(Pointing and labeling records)
▼
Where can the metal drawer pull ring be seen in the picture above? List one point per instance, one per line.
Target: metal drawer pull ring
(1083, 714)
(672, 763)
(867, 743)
▲
Pull out each line of the records above that contains the word "ring", copying those lines unchanged.

Where can the metal drawer pull ring be seen in the picture above? List one point per instance, one per line.
Target: metal drawer pull ring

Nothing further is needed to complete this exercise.